» Provided text:
=======

Once Before Time - Martin Bojowald [39]
It is initially mathematics that raises the concept of theory in physics to a much higher status than is granted colloquially. Theories are based on simple principles readily accepted by experienced physicists, but they imply much less obvious statements, often following only after long calculations.4 Such implications, in contrast to underlying principles, can be subjected to experimental tests. If these are passed successfully, the theory is established; otherwise it will soon be forgotten. In this sense, special and general relativity are indeed theories.
Hypotheses, by contrast, are much less secured and often remain to be completed by a systematic theory—unless they are disproved in the process. A rather influential hypothesis, held throughout the nineteenth century but eventually disproved, was the postulate of the ether, a pervading medium thought to support the wavelike excitations that we perceive as light. As a consequence of this hypothesis, light rays moving in various directions on Earth—all aimed differently with respect to Earth’s motion through the space-filling ether—should move at different speeds. Several experiments were undertaken to detect such velocity changes, and thereby possibly provide insights into the nature of the ether. Finally, Albert Michelson and Edward Morley were able to conclude in 1887 that light moves with the same speed in all directions, disproving the concept of the ether. A short while later, this observation found a natural explanation within special relativity. A successful example is the light particle hypothesis, referred to thus even by its originator, Einstein. In those days, around 1905, the atomic composition of matter was not accepted at all; assuming the existence of photons as particles of light must have appeared objectionable to many. Even though Einstein was able to derive Planck’s formula for black body radiation from this hypothesis—a considerable success—the assumption itself remained to be secured further. Only much later did this hypothesis mature into a theory, culminating in modern quantum electrodynamics as the theory of photons and their interactions with electrically charged matter.

=======

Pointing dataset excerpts
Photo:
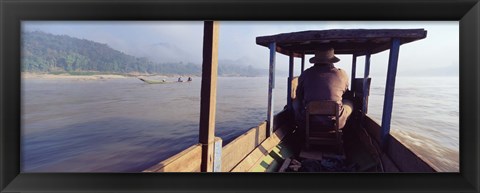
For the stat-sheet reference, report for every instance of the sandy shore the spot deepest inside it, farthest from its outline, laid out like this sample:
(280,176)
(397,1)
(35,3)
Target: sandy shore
(27,75)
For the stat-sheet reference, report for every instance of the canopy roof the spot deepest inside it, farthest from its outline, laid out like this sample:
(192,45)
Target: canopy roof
(344,41)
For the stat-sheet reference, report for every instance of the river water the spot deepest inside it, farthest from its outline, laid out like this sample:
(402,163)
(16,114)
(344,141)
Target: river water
(125,125)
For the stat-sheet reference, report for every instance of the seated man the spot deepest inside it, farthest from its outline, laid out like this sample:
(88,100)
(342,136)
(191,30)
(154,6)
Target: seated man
(322,81)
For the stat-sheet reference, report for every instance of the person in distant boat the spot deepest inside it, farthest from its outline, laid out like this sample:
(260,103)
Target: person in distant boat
(322,81)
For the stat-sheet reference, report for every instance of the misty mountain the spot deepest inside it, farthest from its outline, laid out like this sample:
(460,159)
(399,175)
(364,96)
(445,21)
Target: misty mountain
(44,52)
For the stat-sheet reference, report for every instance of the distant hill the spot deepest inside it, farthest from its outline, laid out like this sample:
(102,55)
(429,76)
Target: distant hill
(44,52)
(452,70)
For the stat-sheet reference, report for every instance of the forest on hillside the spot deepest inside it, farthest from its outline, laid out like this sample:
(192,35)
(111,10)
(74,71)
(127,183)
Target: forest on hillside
(47,53)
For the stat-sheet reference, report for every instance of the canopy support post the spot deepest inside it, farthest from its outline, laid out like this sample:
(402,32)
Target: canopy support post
(289,83)
(365,83)
(271,86)
(303,63)
(354,71)
(389,91)
(208,94)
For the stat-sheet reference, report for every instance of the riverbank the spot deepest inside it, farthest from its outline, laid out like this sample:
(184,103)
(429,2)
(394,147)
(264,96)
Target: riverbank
(29,75)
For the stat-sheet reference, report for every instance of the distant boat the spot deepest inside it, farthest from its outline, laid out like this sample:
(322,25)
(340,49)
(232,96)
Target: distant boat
(154,81)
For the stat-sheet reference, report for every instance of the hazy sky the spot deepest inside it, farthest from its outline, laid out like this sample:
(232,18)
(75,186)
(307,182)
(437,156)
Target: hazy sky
(175,41)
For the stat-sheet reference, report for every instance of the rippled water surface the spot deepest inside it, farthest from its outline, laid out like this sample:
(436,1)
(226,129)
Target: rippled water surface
(125,125)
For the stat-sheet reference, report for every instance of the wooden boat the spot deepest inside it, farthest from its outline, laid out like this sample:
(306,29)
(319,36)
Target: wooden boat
(153,81)
(368,145)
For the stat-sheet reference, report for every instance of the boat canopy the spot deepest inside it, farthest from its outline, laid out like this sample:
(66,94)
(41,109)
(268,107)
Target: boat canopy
(345,41)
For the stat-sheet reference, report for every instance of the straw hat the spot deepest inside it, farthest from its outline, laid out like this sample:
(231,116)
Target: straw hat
(324,56)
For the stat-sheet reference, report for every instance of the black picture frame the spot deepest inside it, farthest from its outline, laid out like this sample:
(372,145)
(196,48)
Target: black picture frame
(12,12)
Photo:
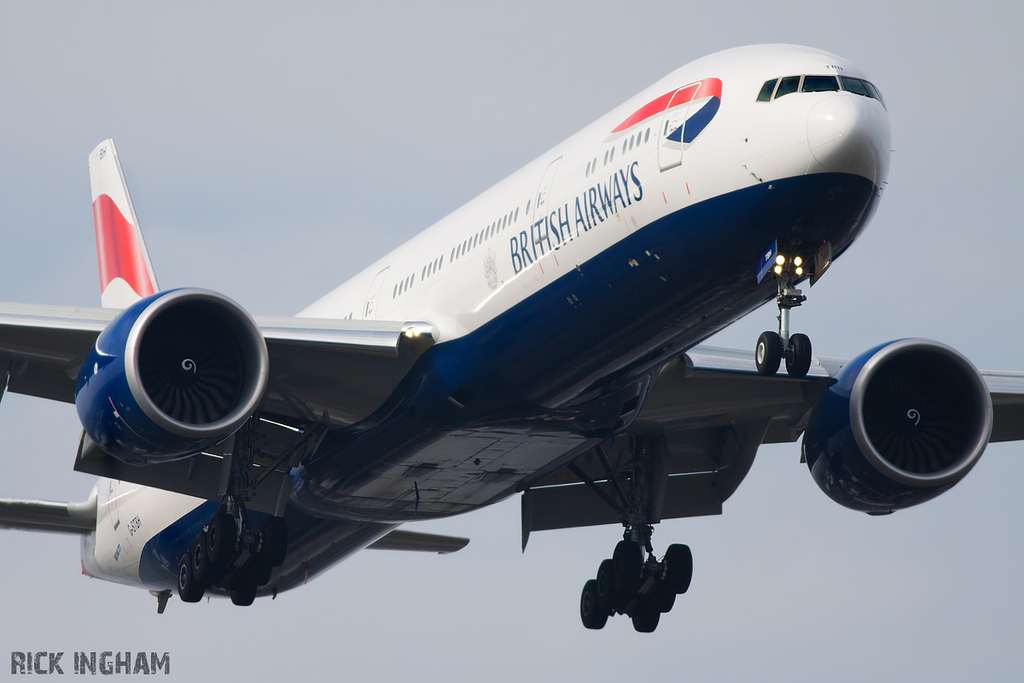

=======

» Aim of the exercise: Continue the passage on theories and hypotheses in physics, starting right after its last sentence.

» Reply to the task:
What is nowadays referred to as quantum gravity is, strictly speaking, not yet a theory even though many independent (but only mathematical) tests have successfully been done. The final demonstration of complete consistency is missing, and so far not a single supporting observation is available (though no observations clearly contradicting such theories exist either). Even so, these edified thoughts are more than just hypotheses, and for simplicity’s sake they are often called theories—or sometimes, a little less boldly, called frameworks: The frame is clear, but much of the interior remains to be filled in. All the work done so far in quantum gravity, including what is discussed in this book, is, as a scientific formulation, situated between a hypothesis and a full-fledged theory; the field must still be considered speculative. Only observations, possibly of a kind described later, will be able to change this status.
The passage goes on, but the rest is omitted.